— begin —

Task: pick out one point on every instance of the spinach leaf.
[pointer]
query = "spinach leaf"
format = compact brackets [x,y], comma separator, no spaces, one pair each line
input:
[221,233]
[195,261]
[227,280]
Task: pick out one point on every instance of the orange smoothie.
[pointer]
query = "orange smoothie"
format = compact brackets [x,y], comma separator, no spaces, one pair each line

— end —

▶ _The request_:
Add 53 to every x and y coordinate in the answers, and write out all of the data above again with that change, requests included.

▶ _Result_:
Task: pick out one point on every instance of the spinach leaf.
[pointer]
query = "spinach leaf"
format = compact brackets [x,y], comma separator, no spaces, one pair each line
input:
[274,286]
[248,314]
[280,333]
Task: pick out one point on every instance of the orange smoothie.
[pointer]
query = "orange smoothie"
format = compact brackets [x,y], comma separator, no spaces, one pair each line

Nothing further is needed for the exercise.